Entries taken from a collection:
*** Begin section ***
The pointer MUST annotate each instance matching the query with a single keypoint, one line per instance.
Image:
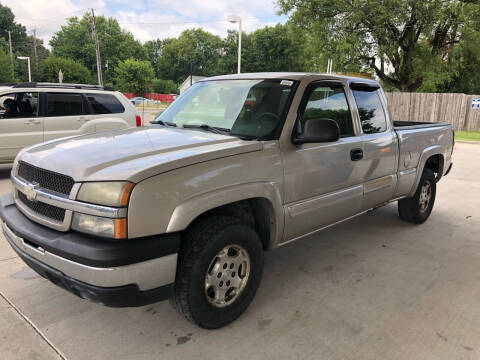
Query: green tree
(73, 72)
(154, 52)
(75, 41)
(22, 45)
(408, 36)
(134, 76)
(194, 49)
(274, 49)
(161, 86)
(6, 73)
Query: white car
(31, 113)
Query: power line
(97, 50)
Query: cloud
(147, 19)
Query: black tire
(200, 246)
(410, 209)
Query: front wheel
(418, 208)
(219, 271)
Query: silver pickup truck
(237, 165)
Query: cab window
(105, 104)
(329, 102)
(19, 105)
(370, 109)
(64, 104)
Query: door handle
(33, 122)
(356, 154)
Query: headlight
(114, 193)
(100, 226)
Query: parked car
(43, 111)
(139, 100)
(236, 166)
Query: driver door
(323, 181)
(22, 128)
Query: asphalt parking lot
(371, 288)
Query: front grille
(46, 210)
(47, 179)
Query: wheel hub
(227, 275)
(425, 196)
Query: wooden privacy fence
(429, 107)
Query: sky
(147, 19)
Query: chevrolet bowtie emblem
(30, 192)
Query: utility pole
(11, 53)
(35, 47)
(97, 49)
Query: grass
(467, 135)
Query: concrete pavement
(371, 288)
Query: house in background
(187, 83)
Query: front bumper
(124, 273)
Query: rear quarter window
(105, 104)
(64, 104)
(371, 111)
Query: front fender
(186, 212)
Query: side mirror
(318, 130)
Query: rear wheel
(418, 208)
(219, 271)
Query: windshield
(244, 108)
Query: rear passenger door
(380, 145)
(66, 114)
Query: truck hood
(133, 154)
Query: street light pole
(28, 63)
(237, 19)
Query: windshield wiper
(164, 123)
(214, 129)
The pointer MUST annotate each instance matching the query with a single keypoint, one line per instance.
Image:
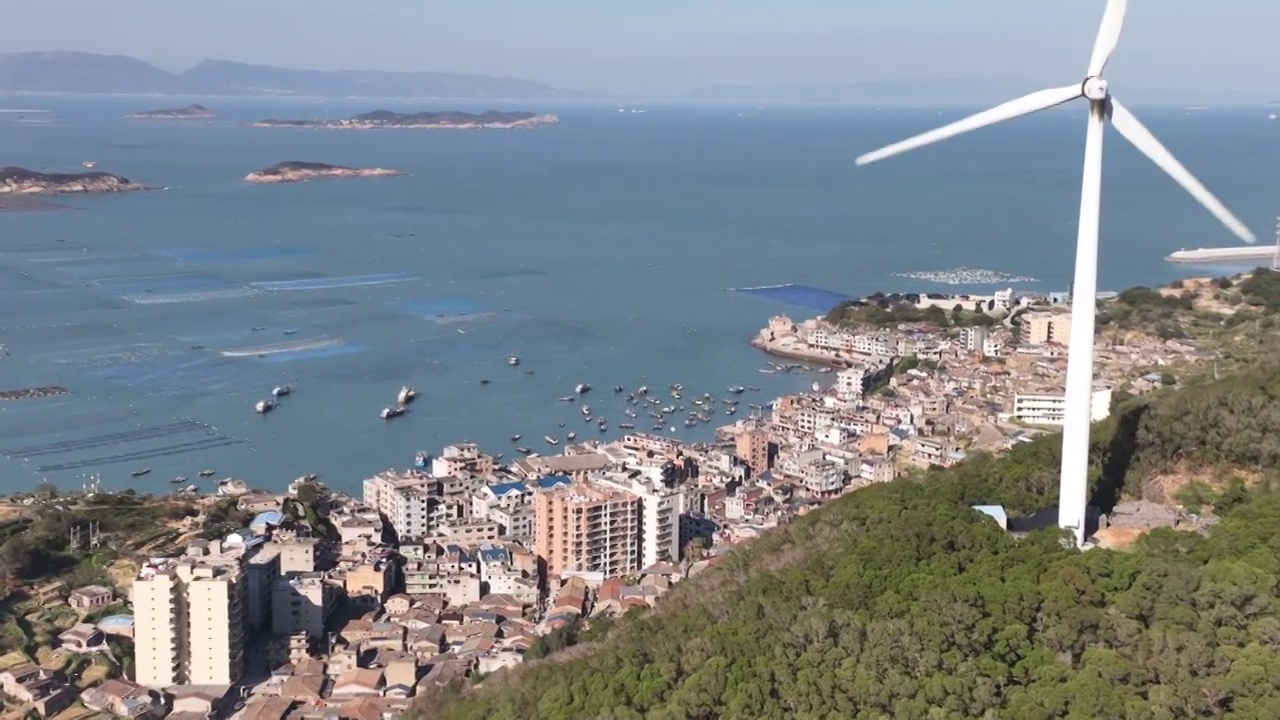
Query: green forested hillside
(899, 601)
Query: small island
(452, 119)
(293, 171)
(188, 113)
(21, 181)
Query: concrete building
(753, 447)
(659, 515)
(585, 529)
(1041, 328)
(411, 501)
(1050, 409)
(302, 604)
(190, 623)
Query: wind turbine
(1073, 490)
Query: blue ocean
(597, 250)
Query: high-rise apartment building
(588, 529)
(188, 620)
(414, 502)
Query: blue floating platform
(798, 295)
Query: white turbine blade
(1141, 137)
(1109, 36)
(1025, 105)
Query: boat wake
(965, 274)
(283, 347)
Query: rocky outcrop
(21, 181)
(304, 172)
(188, 113)
(448, 119)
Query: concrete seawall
(792, 354)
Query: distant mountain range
(118, 74)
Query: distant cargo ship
(1224, 254)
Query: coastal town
(314, 604)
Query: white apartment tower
(190, 624)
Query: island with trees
(901, 600)
(293, 171)
(21, 181)
(195, 112)
(451, 119)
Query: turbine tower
(1073, 490)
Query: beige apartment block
(585, 529)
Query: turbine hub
(1095, 89)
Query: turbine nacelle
(1095, 89)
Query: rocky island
(378, 119)
(21, 181)
(188, 113)
(295, 171)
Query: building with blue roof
(266, 518)
(553, 481)
(506, 488)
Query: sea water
(597, 250)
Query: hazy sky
(666, 46)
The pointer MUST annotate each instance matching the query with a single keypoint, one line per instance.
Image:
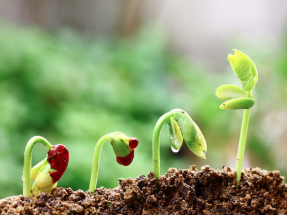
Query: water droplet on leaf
(174, 150)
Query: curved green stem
(155, 143)
(242, 141)
(28, 162)
(95, 165)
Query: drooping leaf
(228, 91)
(190, 133)
(244, 68)
(235, 104)
(174, 134)
(199, 147)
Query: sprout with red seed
(123, 147)
(46, 173)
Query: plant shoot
(123, 147)
(240, 97)
(46, 173)
(180, 127)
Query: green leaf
(190, 133)
(235, 104)
(228, 91)
(174, 134)
(244, 68)
(199, 146)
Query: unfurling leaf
(235, 104)
(227, 91)
(244, 68)
(190, 133)
(174, 134)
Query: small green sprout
(123, 147)
(240, 97)
(46, 173)
(180, 127)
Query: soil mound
(189, 191)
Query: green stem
(242, 141)
(28, 162)
(155, 143)
(95, 165)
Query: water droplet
(174, 150)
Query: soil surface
(189, 191)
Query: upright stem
(96, 159)
(28, 162)
(242, 142)
(155, 143)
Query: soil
(189, 191)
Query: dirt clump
(189, 191)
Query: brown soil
(189, 191)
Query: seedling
(123, 147)
(180, 127)
(46, 173)
(240, 97)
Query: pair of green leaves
(239, 97)
(182, 127)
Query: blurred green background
(72, 88)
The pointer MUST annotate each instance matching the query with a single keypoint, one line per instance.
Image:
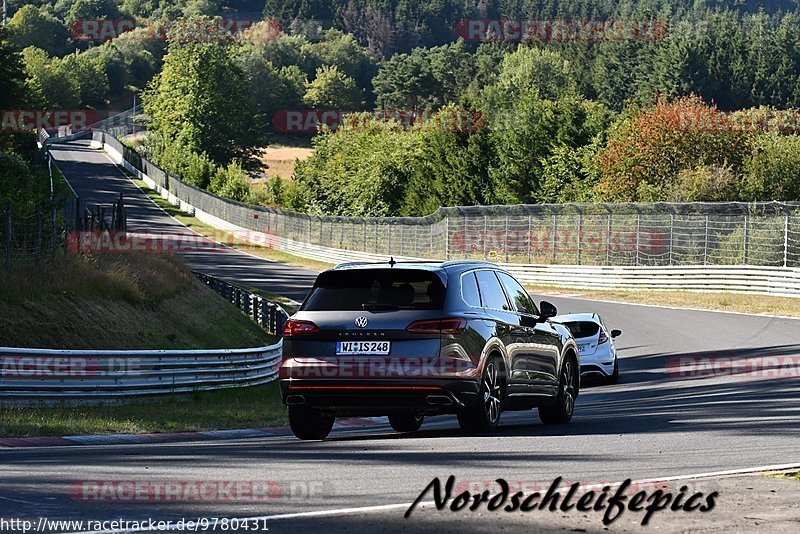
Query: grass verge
(753, 304)
(118, 301)
(734, 302)
(225, 237)
(253, 407)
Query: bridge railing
(621, 234)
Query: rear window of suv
(360, 289)
(583, 328)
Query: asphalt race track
(654, 423)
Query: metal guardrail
(767, 279)
(261, 311)
(98, 375)
(656, 234)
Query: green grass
(220, 235)
(118, 301)
(254, 407)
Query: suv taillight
(454, 325)
(603, 337)
(295, 327)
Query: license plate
(363, 347)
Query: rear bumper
(374, 397)
(596, 370)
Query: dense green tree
(333, 89)
(31, 26)
(92, 9)
(202, 94)
(50, 81)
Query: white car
(598, 355)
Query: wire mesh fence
(31, 235)
(625, 234)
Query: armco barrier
(763, 279)
(261, 311)
(102, 375)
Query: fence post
(580, 234)
(447, 237)
(7, 236)
(671, 235)
(530, 237)
(505, 241)
(745, 238)
(786, 240)
(608, 236)
(52, 228)
(485, 237)
(638, 235)
(37, 233)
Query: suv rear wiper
(379, 307)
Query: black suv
(413, 339)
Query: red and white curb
(175, 437)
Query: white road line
(403, 506)
(676, 307)
(224, 245)
(566, 296)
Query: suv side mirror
(547, 310)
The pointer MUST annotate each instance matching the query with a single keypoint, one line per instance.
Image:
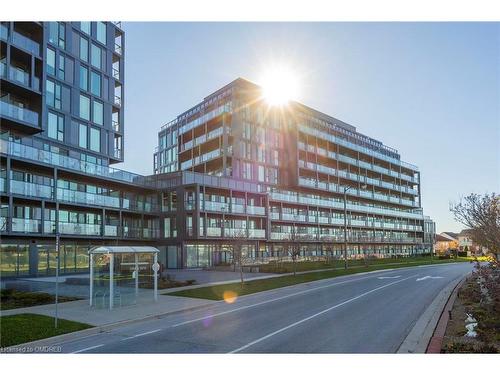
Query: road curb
(421, 335)
(436, 340)
(55, 340)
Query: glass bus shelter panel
(100, 280)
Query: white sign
(429, 277)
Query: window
(53, 94)
(82, 138)
(56, 126)
(261, 173)
(85, 27)
(166, 225)
(95, 58)
(84, 107)
(95, 139)
(101, 32)
(84, 78)
(56, 34)
(95, 83)
(61, 67)
(97, 115)
(51, 61)
(84, 49)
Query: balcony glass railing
(206, 117)
(235, 232)
(26, 43)
(51, 158)
(353, 146)
(257, 233)
(80, 229)
(256, 210)
(31, 190)
(73, 196)
(26, 225)
(18, 113)
(19, 76)
(330, 203)
(111, 231)
(214, 232)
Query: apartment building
(235, 168)
(232, 170)
(62, 129)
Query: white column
(155, 275)
(136, 274)
(111, 286)
(91, 277)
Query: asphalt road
(364, 313)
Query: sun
(279, 86)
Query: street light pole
(346, 189)
(57, 278)
(345, 226)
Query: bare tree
(481, 214)
(293, 249)
(240, 239)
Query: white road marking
(388, 277)
(315, 315)
(89, 348)
(147, 333)
(429, 277)
(269, 301)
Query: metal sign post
(57, 278)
*** End section ***
● Exercise brief
Word for word, reproduce all of the data, but keep out the pictures.

● Your solution
The pointer MUST annotate each instance matching the query with a single keypoint, one line per instance.
Image:
Query: green tree
(73, 72)
(154, 52)
(75, 41)
(22, 45)
(408, 36)
(134, 76)
(194, 49)
(274, 49)
(161, 86)
(6, 73)
Query: white car
(31, 113)
Query: power line
(97, 50)
Query: cloud
(147, 19)
Query: black tire
(200, 246)
(410, 209)
Query: front wheel
(418, 208)
(219, 271)
Query: silver pickup truck
(237, 165)
Query: cab window
(105, 104)
(329, 102)
(19, 105)
(370, 109)
(64, 104)
Query: door handle
(33, 122)
(356, 154)
Query: headlight
(114, 193)
(100, 226)
Query: parked car
(43, 111)
(139, 100)
(236, 166)
Query: driver door
(323, 181)
(22, 128)
Query: asphalt parking lot
(371, 288)
Query: front grille
(46, 210)
(47, 179)
Query: wheel hub
(227, 275)
(425, 196)
Query: wooden privacy fence
(429, 107)
Query: sky
(147, 19)
Query: chevrolet bowtie emblem
(30, 192)
Query: utility pole
(11, 53)
(35, 47)
(97, 49)
Query: grass
(467, 135)
Query: concrete pavement
(371, 288)
Query: house in background
(187, 83)
Query: front bumper
(124, 273)
Query: rear quarter window
(105, 104)
(64, 104)
(371, 111)
Query: front fender
(186, 212)
Query: side mirror
(318, 130)
Query: rear wheel
(418, 208)
(219, 271)
Query: windshield
(244, 108)
Query: rear passenger door
(380, 145)
(66, 114)
Query: truck hood
(133, 154)
Query: street light pole
(28, 63)
(237, 19)
Query: windshield wiper
(164, 123)
(214, 129)
The pointer MUST annotate each instance matching the query with a single keypoint, one line per instance.
Image:
Query: green forested hillside
(899, 601)
Query: small island
(452, 119)
(293, 171)
(188, 113)
(21, 181)
Query: concrete building
(753, 447)
(659, 515)
(585, 529)
(1041, 328)
(411, 501)
(1050, 409)
(302, 604)
(190, 623)
Query: wind turbine
(1073, 490)
Query: blue ocean
(597, 250)
Query: high-rise apartment building
(588, 529)
(188, 620)
(414, 502)
Query: blue floating platform
(798, 295)
Query: white turbine blade
(1141, 137)
(1109, 36)
(1025, 105)
Query: boat wake
(965, 274)
(283, 347)
Query: rocky outcrop
(21, 181)
(304, 172)
(188, 113)
(448, 119)
Query: concrete seawall
(792, 354)
Query: distant mountain range
(118, 74)
Query: distant cargo ship
(1224, 254)
Query: coastal town
(314, 604)
Query: white apartment tower
(190, 624)
Query: island with trees
(901, 600)
(293, 171)
(21, 181)
(195, 112)
(451, 119)
Query: turbine tower
(1073, 490)
Query: beige apartment block
(585, 529)
Query: turbine hub
(1095, 89)
Query: turbine nacelle
(1095, 89)
Query: rocky island
(378, 119)
(21, 181)
(188, 113)
(295, 171)
Query: building with blue roof
(266, 518)
(553, 481)
(506, 488)
Query: sea water
(597, 250)
Query: hazy sky
(666, 46)
The pointer MUST annotate each instance matching the query with a single keypoint, one line per instance.
Image:
Query: water droplet on leaf
(174, 150)
Query: curved green stem
(155, 143)
(242, 141)
(28, 162)
(95, 165)
Query: drooping leaf
(228, 91)
(190, 133)
(244, 68)
(235, 104)
(174, 134)
(199, 147)
Query: sprout with red seed
(123, 147)
(46, 173)
Query: plant shoot
(123, 147)
(240, 97)
(46, 173)
(180, 127)
Query: green leaf
(190, 133)
(235, 104)
(228, 91)
(174, 134)
(244, 68)
(199, 146)
Query: unfurling leaf
(235, 104)
(227, 91)
(244, 68)
(190, 133)
(174, 134)
Query: small green sprout
(123, 147)
(240, 97)
(46, 173)
(180, 127)
Query: soil mound
(189, 191)
Query: green stem
(242, 141)
(28, 162)
(155, 143)
(95, 165)
Query: water droplet
(174, 150)
Query: soil surface
(189, 191)
Query: upright stem
(96, 159)
(28, 162)
(242, 142)
(155, 143)
Query: soil
(189, 191)
Query: dirt clump
(189, 191)
Query: brown soil
(189, 191)
Query: seedling
(123, 147)
(180, 127)
(46, 173)
(240, 97)
Query: pair of green leaves
(239, 97)
(182, 127)
Query: blurred green background
(72, 88)
The pointer MUST annotate each instance matching the query with a single keypoint, one line per instance.
Image:
Query: grass verge
(753, 304)
(118, 301)
(734, 302)
(225, 237)
(253, 407)
Query: bridge railing
(621, 234)
Query: rear window of suv
(360, 289)
(583, 328)
Query: asphalt race track
(654, 423)
Query: metal guardrail
(767, 279)
(261, 311)
(98, 375)
(656, 234)
Query: green grass
(220, 235)
(118, 301)
(254, 407)
Query: suv taillight
(454, 325)
(603, 337)
(295, 327)
Query: license plate
(363, 347)
Query: rear bumper
(374, 397)
(596, 370)
Query: dense green tree
(333, 89)
(31, 26)
(92, 9)
(202, 94)
(50, 81)
Query: white car
(598, 355)
Query: wire mesh fence
(31, 235)
(625, 234)
Query: armco barrier
(763, 279)
(261, 311)
(102, 375)
Query: fence post
(580, 234)
(447, 237)
(7, 236)
(671, 235)
(530, 237)
(505, 241)
(745, 238)
(786, 240)
(608, 236)
(52, 228)
(485, 237)
(638, 235)
(37, 233)
Query: suv rear wiper
(379, 307)
Query: black suv
(413, 339)
Query: red and white curb
(175, 437)
Query: white road line
(403, 506)
(676, 307)
(224, 245)
(566, 296)
Query: suv side mirror
(547, 310)
The pointer MUST annotate each instance matching the query with a single keypoint, one line per instance.
Image:
Query: road curb
(421, 335)
(436, 340)
(55, 340)
Query: glass bus shelter panel
(100, 280)
Query: white sign
(429, 277)
Query: window
(53, 94)
(82, 138)
(56, 126)
(261, 173)
(85, 27)
(166, 225)
(95, 58)
(84, 107)
(95, 139)
(101, 32)
(84, 78)
(56, 34)
(95, 83)
(61, 67)
(97, 115)
(51, 61)
(84, 49)
Query: balcony glass railing
(206, 117)
(235, 232)
(26, 43)
(51, 158)
(353, 146)
(257, 233)
(80, 229)
(256, 210)
(31, 190)
(73, 196)
(26, 225)
(18, 113)
(19, 76)
(330, 203)
(111, 231)
(214, 232)
Query: apartment building
(235, 168)
(232, 170)
(62, 129)
Query: white column
(155, 275)
(136, 274)
(111, 286)
(91, 277)
Query: asphalt road
(364, 313)
Query: sun
(279, 86)
Query: street light pole
(346, 189)
(57, 278)
(345, 226)
Query: bare tree
(481, 214)
(293, 249)
(240, 239)
Query: white road marking
(388, 277)
(315, 315)
(89, 348)
(147, 333)
(429, 277)
(269, 301)
Query: metal sign post
(57, 278)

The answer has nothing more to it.